[WORK REQUEST]: Pick up the researcher biographies below after their last sentence and continue them.

[PASSAGE SHOWN]:
Wei-Feng Guo is currently working toward a PhD degree at the School of Automation from Northwestern Polytechnical University, China. His work is currently co-supervised by Professor Shao-Wu Zhang and Professor Luonan Chen. He does researches in design of complex network control algorithms and its applications to human cancer genomics.
Shao-Wu Zhang received a PhD degree at the School of Automation from Northwestern Polytechnical University, China, at 2004. He has been a professor in Key Laboratory of Information Fusion Technology of Ministry of Education, School of Automation, Northwestern Polytechnical University, China. His current research interests include bioinformatics, complex networks and machine learning.
Tao Zeng received BS, MS and PhD degrees from Wuhan University, Wuhan, China, in 2003, 2006 and 2010, respectively. Since 2013, he has been an associate professor in Key Laboratory of Systems Biology, Shanghai Institutes for Biological Sciences, Chinese Academy of Sciences and now in Shanghai Research Center for Brain Science and Brain-Inspired Intelligence, Shanghai, China. His research interests include bioinformatics, network biology, computational biology, machine learning and graph theory.

[PROVIDED INFORMATION]:
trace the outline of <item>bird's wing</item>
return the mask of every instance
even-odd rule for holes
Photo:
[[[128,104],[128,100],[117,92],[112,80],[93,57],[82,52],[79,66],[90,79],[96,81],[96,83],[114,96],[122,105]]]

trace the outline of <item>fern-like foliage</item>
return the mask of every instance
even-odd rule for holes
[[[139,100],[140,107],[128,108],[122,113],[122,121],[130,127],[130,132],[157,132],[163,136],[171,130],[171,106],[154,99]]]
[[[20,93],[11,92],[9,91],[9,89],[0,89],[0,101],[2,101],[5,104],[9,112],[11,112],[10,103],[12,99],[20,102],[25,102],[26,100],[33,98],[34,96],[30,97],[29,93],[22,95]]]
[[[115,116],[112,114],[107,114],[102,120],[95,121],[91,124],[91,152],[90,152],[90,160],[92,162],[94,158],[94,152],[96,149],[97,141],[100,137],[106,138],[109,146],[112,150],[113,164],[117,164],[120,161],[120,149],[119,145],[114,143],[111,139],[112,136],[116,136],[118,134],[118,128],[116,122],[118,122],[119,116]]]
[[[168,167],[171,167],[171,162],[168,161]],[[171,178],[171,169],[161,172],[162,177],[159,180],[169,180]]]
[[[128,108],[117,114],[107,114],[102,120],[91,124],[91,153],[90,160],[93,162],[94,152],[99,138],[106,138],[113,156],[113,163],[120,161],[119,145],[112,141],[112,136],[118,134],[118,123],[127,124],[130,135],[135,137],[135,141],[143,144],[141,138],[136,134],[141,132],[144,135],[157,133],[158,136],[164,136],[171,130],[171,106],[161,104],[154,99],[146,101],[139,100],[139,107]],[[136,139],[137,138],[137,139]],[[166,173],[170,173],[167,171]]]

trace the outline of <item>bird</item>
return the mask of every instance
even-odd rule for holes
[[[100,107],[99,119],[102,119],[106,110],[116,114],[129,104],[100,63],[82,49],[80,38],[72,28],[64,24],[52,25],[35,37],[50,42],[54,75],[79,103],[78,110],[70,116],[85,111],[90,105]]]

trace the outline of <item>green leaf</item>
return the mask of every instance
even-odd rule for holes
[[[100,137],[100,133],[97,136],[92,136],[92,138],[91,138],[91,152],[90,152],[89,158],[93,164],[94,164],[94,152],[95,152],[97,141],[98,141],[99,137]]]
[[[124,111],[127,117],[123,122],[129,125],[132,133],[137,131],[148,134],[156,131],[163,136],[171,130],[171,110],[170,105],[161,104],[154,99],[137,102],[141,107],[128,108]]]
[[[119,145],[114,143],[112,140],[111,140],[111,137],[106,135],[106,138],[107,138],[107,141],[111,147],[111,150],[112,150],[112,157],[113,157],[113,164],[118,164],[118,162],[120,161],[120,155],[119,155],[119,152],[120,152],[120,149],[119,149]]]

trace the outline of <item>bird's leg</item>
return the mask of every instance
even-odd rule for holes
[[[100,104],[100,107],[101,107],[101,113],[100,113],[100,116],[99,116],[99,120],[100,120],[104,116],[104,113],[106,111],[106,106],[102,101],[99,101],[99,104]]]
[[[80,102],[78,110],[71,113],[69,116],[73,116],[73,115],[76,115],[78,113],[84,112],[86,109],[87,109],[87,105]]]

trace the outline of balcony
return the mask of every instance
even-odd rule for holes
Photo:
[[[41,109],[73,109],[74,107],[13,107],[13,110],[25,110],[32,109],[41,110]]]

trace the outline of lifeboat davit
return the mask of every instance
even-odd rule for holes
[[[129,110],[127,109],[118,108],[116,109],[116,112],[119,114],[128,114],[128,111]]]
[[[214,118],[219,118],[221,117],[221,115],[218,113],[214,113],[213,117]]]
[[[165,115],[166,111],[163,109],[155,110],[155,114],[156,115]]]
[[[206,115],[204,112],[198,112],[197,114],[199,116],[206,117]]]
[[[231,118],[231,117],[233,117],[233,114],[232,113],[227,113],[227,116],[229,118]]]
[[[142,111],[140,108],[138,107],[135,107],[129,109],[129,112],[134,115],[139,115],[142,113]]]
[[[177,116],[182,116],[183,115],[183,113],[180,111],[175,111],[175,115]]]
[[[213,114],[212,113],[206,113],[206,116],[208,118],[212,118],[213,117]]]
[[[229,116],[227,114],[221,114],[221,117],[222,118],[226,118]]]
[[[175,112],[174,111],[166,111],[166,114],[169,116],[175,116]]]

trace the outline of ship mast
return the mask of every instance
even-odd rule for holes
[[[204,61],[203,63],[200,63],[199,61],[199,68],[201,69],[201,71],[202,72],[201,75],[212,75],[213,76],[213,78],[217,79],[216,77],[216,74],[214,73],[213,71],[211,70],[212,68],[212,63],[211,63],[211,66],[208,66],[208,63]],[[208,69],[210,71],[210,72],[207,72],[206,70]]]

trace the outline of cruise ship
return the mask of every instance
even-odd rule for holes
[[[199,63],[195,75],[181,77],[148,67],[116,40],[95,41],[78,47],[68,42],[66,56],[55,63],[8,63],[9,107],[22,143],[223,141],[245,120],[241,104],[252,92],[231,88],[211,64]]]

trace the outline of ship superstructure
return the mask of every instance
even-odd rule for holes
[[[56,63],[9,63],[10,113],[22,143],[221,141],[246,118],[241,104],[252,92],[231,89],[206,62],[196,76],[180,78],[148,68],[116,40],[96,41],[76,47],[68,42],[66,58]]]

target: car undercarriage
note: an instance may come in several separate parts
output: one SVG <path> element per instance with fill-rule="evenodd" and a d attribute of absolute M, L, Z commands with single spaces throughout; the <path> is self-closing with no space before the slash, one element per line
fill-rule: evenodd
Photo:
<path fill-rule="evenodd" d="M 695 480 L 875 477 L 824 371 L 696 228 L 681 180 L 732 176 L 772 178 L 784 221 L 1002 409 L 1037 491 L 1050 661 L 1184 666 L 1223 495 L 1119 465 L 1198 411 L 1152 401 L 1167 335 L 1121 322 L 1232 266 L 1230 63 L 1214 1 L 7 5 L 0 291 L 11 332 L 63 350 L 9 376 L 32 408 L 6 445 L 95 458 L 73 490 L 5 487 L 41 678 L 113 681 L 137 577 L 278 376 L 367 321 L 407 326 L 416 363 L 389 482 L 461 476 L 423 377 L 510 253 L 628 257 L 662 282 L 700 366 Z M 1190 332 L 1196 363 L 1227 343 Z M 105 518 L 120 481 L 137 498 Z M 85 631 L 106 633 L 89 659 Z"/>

[EXPECTED OUTPUT]:
Tatsuya Akutsu received BE and ME degrees in aeronautics and a DE degree in information engineering from The University of Tokyo, Tokyo, Japan, in 1984, 1986, and 1989, respectively. He has been a professor with the Bioinformatics Center, Institute for Chemical Research, Kyoto University, Kyoto, Japan, since 2001. His current research interests include bioinformatics and discrete algorithms.
Luonan Chen received a BS degree from Huazhong University of Science and Technology, Wuhan, China, in 1984, and MS and PhD degrees from Tohoku University, Sendai, Japan, in 1988 and 1991, respectively. Since 2010, he has been a professor and the executive director at Key Laboratory of Systems Biology, Center for Excellence in Animal Evolution and Genetics, Center for Excellence in Molecular Cell Science, Institute of Biochemistry and Cell Biology, Shanghai Institutes for Biological Sciences, Chinese Academy of Sciences. His fields of interest are computational systems biology, bioinformatics and nonlinear dynamics. In recent years, he published over 300 journal papers and 2 monographs in the area of computational systems biology.